= Exercise brief =
Report each line of the listing below that contains the string "white", copying every such line in full.

::::::::::

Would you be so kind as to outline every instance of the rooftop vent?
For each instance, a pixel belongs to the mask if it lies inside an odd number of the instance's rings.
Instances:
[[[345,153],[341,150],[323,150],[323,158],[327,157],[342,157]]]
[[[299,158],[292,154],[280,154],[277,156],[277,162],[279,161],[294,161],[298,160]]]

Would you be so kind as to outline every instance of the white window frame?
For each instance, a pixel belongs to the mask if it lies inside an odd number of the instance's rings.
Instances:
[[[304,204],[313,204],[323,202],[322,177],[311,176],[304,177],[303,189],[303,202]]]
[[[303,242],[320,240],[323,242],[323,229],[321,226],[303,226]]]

::::::::::

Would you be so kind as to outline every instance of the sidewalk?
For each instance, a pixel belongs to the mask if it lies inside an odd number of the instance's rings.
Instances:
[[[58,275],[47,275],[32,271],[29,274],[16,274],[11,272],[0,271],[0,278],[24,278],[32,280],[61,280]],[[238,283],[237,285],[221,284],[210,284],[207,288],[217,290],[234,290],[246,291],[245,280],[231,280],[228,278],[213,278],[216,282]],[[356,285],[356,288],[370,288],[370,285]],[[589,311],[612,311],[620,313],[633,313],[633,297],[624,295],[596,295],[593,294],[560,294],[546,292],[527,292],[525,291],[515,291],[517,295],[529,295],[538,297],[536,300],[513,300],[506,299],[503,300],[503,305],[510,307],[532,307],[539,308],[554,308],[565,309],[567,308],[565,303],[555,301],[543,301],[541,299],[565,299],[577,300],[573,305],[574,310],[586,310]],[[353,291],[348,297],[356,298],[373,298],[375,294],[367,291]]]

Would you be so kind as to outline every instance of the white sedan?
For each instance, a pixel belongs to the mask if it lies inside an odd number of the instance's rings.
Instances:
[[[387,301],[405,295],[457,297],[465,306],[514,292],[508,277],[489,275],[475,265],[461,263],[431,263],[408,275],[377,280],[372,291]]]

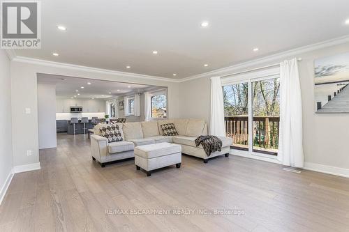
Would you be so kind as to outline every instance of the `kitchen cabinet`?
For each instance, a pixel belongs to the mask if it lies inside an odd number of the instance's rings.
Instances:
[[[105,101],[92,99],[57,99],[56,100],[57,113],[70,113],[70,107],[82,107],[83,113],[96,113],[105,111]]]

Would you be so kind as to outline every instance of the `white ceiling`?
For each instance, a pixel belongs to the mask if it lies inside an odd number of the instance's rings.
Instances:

::::::::::

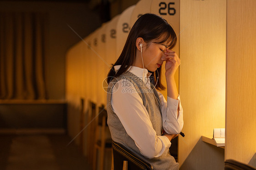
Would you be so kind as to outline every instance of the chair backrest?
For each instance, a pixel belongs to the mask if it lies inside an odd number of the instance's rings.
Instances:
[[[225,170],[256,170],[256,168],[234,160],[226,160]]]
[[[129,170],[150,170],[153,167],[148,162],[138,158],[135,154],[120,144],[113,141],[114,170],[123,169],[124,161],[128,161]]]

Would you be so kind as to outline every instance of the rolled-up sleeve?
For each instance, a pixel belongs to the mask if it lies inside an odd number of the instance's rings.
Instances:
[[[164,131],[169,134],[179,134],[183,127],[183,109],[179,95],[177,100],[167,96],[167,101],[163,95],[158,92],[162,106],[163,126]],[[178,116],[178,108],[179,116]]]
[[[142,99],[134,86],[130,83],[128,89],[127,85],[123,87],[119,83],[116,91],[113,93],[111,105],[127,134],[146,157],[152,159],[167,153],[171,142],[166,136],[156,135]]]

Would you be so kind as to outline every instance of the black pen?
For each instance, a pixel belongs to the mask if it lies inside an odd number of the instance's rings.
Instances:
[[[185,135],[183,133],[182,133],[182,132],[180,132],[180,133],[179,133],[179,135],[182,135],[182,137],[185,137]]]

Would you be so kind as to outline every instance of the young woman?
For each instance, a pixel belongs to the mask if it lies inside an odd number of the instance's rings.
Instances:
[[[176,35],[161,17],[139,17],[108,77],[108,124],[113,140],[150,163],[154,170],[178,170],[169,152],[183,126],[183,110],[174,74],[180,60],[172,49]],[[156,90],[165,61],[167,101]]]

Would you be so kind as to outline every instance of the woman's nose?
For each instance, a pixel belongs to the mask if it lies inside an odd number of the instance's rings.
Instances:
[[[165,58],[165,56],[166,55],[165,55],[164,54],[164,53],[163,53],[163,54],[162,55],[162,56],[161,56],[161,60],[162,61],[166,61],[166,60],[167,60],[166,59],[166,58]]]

::::::::::

= Solution for this problem =
Would you be so kind as to outline every instance of the white window frame?
Would you be so kind as to outline every instance of the white sedan?
Would you be so kind as to outline every instance of the `white ceiling`?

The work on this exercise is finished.